_INFORMATION GIVEN_.
# # # # # # #
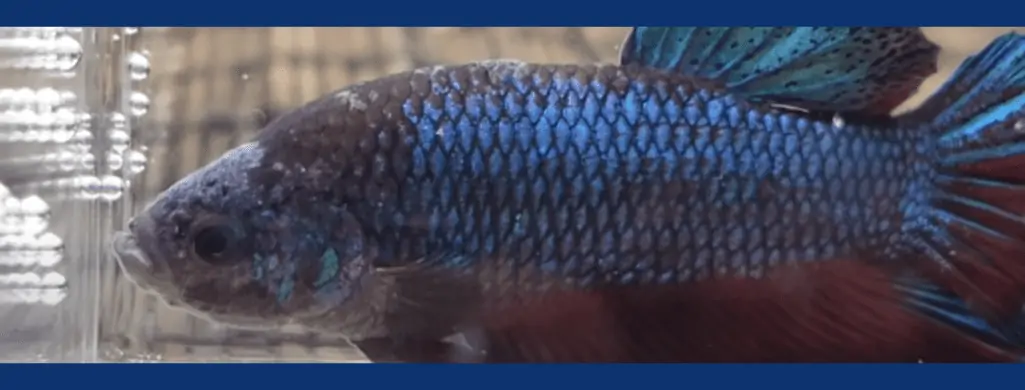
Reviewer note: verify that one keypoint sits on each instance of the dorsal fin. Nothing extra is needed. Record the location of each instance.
(858, 71)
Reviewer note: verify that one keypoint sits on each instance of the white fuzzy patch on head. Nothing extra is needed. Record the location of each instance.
(235, 161)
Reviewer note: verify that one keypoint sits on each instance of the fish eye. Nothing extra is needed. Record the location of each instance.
(211, 242)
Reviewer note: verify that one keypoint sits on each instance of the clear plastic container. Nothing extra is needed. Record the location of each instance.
(94, 122)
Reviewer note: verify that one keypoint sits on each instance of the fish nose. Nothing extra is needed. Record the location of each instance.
(128, 248)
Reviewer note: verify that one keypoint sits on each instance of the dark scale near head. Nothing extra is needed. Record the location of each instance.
(722, 194)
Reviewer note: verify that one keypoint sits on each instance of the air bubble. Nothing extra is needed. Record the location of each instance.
(58, 52)
(108, 188)
(138, 104)
(114, 160)
(136, 161)
(138, 67)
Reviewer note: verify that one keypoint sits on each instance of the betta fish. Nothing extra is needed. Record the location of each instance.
(721, 194)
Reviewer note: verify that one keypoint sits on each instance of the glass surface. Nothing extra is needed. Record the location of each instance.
(90, 115)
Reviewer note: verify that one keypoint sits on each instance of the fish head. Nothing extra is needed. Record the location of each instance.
(230, 244)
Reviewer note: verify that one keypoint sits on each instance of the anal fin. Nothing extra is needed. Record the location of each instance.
(830, 311)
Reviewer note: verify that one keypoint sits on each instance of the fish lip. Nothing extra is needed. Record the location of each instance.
(135, 265)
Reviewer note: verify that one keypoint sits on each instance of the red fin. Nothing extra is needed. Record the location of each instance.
(974, 223)
(836, 310)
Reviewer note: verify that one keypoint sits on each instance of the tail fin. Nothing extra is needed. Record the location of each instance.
(976, 220)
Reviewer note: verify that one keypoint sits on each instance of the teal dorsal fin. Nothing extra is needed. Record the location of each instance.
(866, 71)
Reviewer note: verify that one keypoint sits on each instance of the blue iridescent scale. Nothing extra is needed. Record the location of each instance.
(605, 173)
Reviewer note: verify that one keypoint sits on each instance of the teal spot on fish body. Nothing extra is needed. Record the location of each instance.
(285, 290)
(257, 266)
(329, 268)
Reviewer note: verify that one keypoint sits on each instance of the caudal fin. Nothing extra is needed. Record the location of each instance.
(975, 223)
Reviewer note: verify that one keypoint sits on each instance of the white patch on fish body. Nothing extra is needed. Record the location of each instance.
(351, 99)
(499, 68)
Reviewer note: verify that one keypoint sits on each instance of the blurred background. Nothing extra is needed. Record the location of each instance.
(196, 92)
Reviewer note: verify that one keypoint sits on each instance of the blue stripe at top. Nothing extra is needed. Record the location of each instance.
(521, 12)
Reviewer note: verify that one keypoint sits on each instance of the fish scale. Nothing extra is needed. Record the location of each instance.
(641, 146)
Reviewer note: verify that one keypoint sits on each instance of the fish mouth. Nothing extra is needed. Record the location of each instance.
(136, 266)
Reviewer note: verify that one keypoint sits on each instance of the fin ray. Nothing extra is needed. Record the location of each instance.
(866, 71)
(830, 310)
(978, 196)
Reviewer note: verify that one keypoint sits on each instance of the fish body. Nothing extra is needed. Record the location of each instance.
(688, 189)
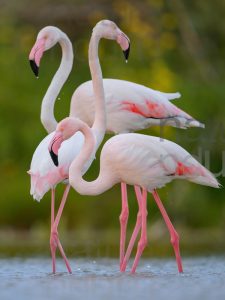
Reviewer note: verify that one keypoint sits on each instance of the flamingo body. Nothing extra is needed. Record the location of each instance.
(130, 107)
(150, 162)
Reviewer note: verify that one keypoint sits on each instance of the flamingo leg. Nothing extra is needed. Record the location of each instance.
(52, 245)
(143, 240)
(123, 221)
(173, 234)
(136, 229)
(54, 239)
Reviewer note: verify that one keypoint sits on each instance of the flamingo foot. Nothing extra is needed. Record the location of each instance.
(54, 243)
(176, 246)
(174, 237)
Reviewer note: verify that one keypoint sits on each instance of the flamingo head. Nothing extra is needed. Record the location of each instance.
(46, 39)
(64, 130)
(109, 30)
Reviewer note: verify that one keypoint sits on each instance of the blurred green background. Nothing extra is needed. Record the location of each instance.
(175, 46)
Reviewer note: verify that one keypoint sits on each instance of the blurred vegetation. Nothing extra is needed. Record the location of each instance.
(175, 46)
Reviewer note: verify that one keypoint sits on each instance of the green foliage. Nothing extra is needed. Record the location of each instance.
(175, 45)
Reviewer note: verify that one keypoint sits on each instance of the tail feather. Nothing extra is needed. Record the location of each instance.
(171, 96)
(206, 178)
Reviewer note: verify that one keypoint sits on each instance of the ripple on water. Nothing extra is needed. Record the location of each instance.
(100, 279)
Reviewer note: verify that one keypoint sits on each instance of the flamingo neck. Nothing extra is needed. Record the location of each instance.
(47, 108)
(99, 125)
(82, 162)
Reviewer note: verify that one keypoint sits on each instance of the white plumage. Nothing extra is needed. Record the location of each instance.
(130, 107)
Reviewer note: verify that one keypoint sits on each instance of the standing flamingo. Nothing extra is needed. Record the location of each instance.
(44, 174)
(145, 161)
(129, 106)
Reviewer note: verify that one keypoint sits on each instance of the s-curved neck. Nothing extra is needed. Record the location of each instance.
(99, 125)
(79, 166)
(47, 108)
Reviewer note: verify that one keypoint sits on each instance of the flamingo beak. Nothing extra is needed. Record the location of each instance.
(124, 43)
(36, 54)
(54, 146)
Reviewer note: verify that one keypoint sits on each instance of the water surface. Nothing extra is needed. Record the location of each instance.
(31, 278)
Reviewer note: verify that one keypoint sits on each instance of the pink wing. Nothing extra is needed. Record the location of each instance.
(130, 107)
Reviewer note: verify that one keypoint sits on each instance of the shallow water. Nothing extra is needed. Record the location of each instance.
(100, 279)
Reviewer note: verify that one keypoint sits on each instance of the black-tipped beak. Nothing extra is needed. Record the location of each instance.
(126, 53)
(34, 67)
(54, 158)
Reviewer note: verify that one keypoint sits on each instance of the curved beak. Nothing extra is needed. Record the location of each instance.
(36, 54)
(126, 53)
(124, 43)
(34, 67)
(54, 146)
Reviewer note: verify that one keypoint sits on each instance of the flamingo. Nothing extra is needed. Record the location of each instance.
(135, 159)
(44, 174)
(129, 106)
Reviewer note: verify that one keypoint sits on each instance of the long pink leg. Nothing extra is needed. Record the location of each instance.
(136, 229)
(123, 221)
(173, 234)
(54, 241)
(143, 240)
(53, 246)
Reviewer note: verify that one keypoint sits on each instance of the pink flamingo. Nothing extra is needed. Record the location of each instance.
(129, 106)
(145, 161)
(44, 174)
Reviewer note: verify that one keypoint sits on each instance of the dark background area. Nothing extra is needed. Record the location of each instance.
(175, 46)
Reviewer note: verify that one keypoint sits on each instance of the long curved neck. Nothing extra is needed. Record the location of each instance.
(99, 126)
(79, 166)
(47, 108)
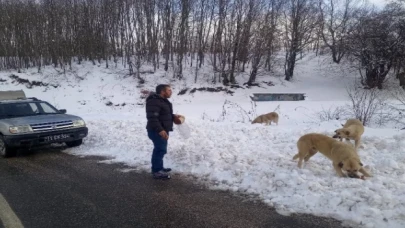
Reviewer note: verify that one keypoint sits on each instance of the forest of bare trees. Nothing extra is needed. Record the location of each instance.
(227, 35)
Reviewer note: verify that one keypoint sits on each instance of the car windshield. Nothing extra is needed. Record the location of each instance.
(9, 110)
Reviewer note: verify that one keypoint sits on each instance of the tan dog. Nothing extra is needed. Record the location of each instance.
(353, 129)
(267, 118)
(343, 156)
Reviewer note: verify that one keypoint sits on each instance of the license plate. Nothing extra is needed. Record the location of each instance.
(55, 137)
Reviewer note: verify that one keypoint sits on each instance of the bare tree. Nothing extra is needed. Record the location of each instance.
(300, 21)
(337, 18)
(374, 46)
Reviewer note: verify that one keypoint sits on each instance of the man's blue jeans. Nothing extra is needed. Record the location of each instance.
(159, 150)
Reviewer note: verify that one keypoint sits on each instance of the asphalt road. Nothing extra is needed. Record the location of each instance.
# # # # # # #
_TRY IT_. The full set of entries should be transcribed exactly, pictures left aside.

_ANSWER BELOW_.
Reviewer note: verify that one keypoint sits on each instance of the dorsal fin. Nothing extra is needed. Record the location of each instance.
(858, 71)
Reviewer note: verify that one keypoint sits on each instance of the white fuzzy patch on head. Nothing extra is needed. Record the location of each instance.
(235, 161)
Reviewer note: verify that one keypoint sits on each instance of the fish eye. Nothing extra is needed. Record the location of each instance.
(211, 242)
Reviewer note: verify that one keypoint sits on each instance of the clear plastic container. Nothing extra is needed. Record the location of each instance.
(94, 122)
Reviewer note: verify that one keypoint sits on each instance of the fish nose. Nothing extra is needed. Record the location of each instance.
(128, 248)
Reviewer note: verify that one keypoint sits on each instance of the dark scale near head. Nothing extra is needed. Record the location of each instance.
(722, 194)
Reviewer note: verify that one keypoint sits on each instance of the air bubble. Nothing extra is needed. Record the location of each instance.
(58, 52)
(108, 188)
(138, 104)
(114, 160)
(136, 161)
(138, 67)
Reviewer note: verify that one keypoint sits on each instance of the betta fish. Nothing extra is needed. Record the location of each instance.
(721, 194)
Reviewer note: verify that one keypoint sits on each instance of the glass surface. Nothing extra is needed. Record the location of each instance.
(90, 115)
Reviewer note: verify that one keypoint sits on each instance of the fish head. Nothing extra is needed. Record the location of each instance.
(230, 244)
Reviewer note: verify that one keypoint sits on each instance of the anal fin. Nothing extra is needed. Record the location of each instance.
(830, 311)
Reviewer note: verify that one keypoint sits on each instance of the fish lip. Nothing extra is needed. Record the location of each instance.
(135, 265)
Reviewer note: verify that one keypoint sits on each instance of the red fin. Nothing extra is needed. Record the location of each instance.
(974, 223)
(836, 310)
Reviewer note: verify that one keypoint sits on each instance of the tail fin. Nothing extra is needed. Record the location of each instance.
(976, 220)
Reviewer note: verify that one keypoint sits on each instance of the teal dorsal fin. Nothing extra is needed. Record the location of each instance.
(866, 71)
Reviewer note: verify that one keypoint sits on each instance of the blue iridescent scale. Nothing extra is needed. Record the location of each instance.
(605, 173)
Reviewer note: verify that one keypoint sits on each instance of the teal spot on fish body. Nothing extra is needed. Record the location of each instance.
(285, 290)
(257, 266)
(329, 268)
Reviewer note: verify that one keypoint sits on each instance of the caudal fin. Nothing extra is needed. Record the location of each instance.
(975, 223)
Reviewer note: verify that one keypoint sits on each instance of the white patch on fish body. Nothing extra is needed. Record the location of each instance.
(351, 99)
(499, 68)
Reviewer note: verify that one keypoint sits on each instance of the blurred background. Nothing extra is needed. Record the location of each instance.
(196, 92)
Reviewer note: verify that one keypoint sits on each instance of the blue stripe at top. Nothing extra is needed. Record the location of each instance.
(521, 12)
Reviewer note: verify that one keypoint sits on each instance of the fish scale. Nothing extra is needed. Record the location of each instance.
(641, 146)
Reviewer note: verify that one keypoint sits on each instance of the fish mouth. Nothing extra is needed. Record the location of each instance.
(136, 266)
Reviewer note: verify that one keypoint sits on each instance of the fin ray. Nothing extra is needed. Record the location of each instance.
(866, 71)
(830, 310)
(978, 196)
Reviewer note: verify that one keypoint sits on each instance of the fish body. Nothing extra is needed. Record the location of each instance.
(688, 189)
Reviewer note: verify that one keypoint sits on each instance of the flamingo body. Nothing extra is needed. Record the location of each instance.
(130, 107)
(150, 162)
Reviewer note: verify that one keypoint sits on each instance of the flamingo leg. Nothing extra is needed. Record the location of each instance.
(52, 245)
(143, 240)
(123, 221)
(173, 234)
(136, 229)
(54, 239)
Reviewer note: verify that one keypoint sits on each instance of the flamingo foot. Nothing extra is needed. Record the location of each instance.
(54, 243)
(176, 246)
(174, 237)
Reviewer note: verify that one keypoint sits on each instance of the flamingo head. Nothing extra is needed. Record the location of each instance.
(46, 39)
(64, 130)
(109, 30)
Reviewer note: verify that one keypoint sits on each instance of the blurred green background. Nothing extra is needed. Record the location of each instance.
(175, 46)
Reviewer note: verify that one keypoint sits on each instance of the blurred vegetation. Nothing extra is needed. Record the location of each instance.
(175, 46)
Reviewer note: verify that one keypoint sits on each instance of the green foliage. Nothing extra is needed. Record the location of each instance.
(175, 45)
Reviewer note: verify that one keypoint sits on each instance of the tail feather. Nothing extra is needed. Record the location of each instance.
(171, 96)
(206, 178)
Reviewer note: verify that one keypoint sits on each instance of the ripple on water. Nothing extra is needed. Record the location of each instance.
(100, 279)
Reviewer note: verify that one keypoint sits on each instance of the flamingo neck. Nothing extra is needed. Record the location of each instance.
(47, 108)
(99, 125)
(82, 162)
Reviewer note: verify that one keypoint sits on each instance of the white plumage. Nothing extra is needed. Record the location of each instance.
(130, 107)
Reviewer note: verify that one keypoint sits on each instance of the standing flamingo. Nothing extra is needed. Record the location of each instance.
(44, 174)
(145, 161)
(129, 106)
Reviewer note: verify that one keypoint sits on each instance of the s-curved neck. Nothing extra is needed. Record the location of each instance.
(99, 125)
(79, 166)
(47, 108)
Reviewer note: verify that one keypoint sits on each instance of the flamingo beak. Nothing extra is needed. Record the location of each instance.
(124, 43)
(36, 54)
(54, 146)
Reviewer note: verify that one keypoint sits on each instance of the water surface. Nothing extra is needed. Record the location of each instance.
(31, 278)
Reviewer note: verify that one keypoint sits on each instance of the pink wing. Nothing extra is needed. Record the location of each instance.
(130, 107)
Reviewer note: verify that one keypoint sits on each instance of the shallow water. Nothing extra is needed. Record the location of each instance.
(100, 279)
Reviewer note: verify that one keypoint sits on each instance of the black-tipped beak. Nothing extra is needed. Record the location of each instance.
(126, 53)
(34, 67)
(54, 158)
Reviewer note: verify that one keypoint sits on each instance of the curved beak. Nothing extra is needed. Record the location of each instance.
(36, 54)
(126, 53)
(124, 43)
(34, 67)
(54, 146)
Reviewer note: verify that one keypoint sits on each instance of the flamingo. Nothing extra is needed. Record the location of each instance.
(135, 159)
(44, 174)
(129, 106)
Reviewer note: verify that one keypoint sits on each instance of the long pink leg. Nothing extra is needed. Record the location of each instance.
(136, 229)
(123, 221)
(173, 234)
(54, 241)
(143, 240)
(53, 246)
Reviewer note: verify that one keypoint sits on each instance of the pink flamingo. Nothing extra is needed. Record the location of each instance.
(129, 106)
(145, 161)
(44, 174)
Reviewer note: verify that one keypoint sits on each instance of the dark background area. Nothing extra is needed. Record the location of each instance.
(175, 46)
Reviewer note: verify that one keypoint sits on each instance of the long curved neck. Nothing extra is needed. Record the location of each instance.
(99, 126)
(79, 166)
(47, 108)
Reviewer note: verify that one keypoint sits on each instance of the forest of bare trees. Nothing extra is needed. Record the location of each instance.
(227, 35)
Reviewer note: verify that one keypoint sits on each instance of the car windshield. Nothing extra is needed. Record the location of each instance.
(9, 110)
Reviewer note: verify that one keypoint sits on each instance of the tan dog. Nothing extra is needed. Record the location of each instance.
(353, 129)
(267, 118)
(343, 156)
Reviewer note: verify that one keypoint sits on each instance of the license plate. Nothing extra is needed. Record the location of each instance.
(55, 137)
Reviewer note: verify that one keypoint sits on each instance of the bare tree. Nothing extra is needed. Record the location of each instance.
(300, 21)
(337, 18)
(374, 46)
Reviewer note: verify that one keypoint sits on each instance of the man's blue jeans. Nothing extra is needed. Record the location of each instance.
(159, 150)
Reviewer note: verify that one keypoint sits on each instance of the asphalt road. Nothing extra is needed. Record the location of each instance.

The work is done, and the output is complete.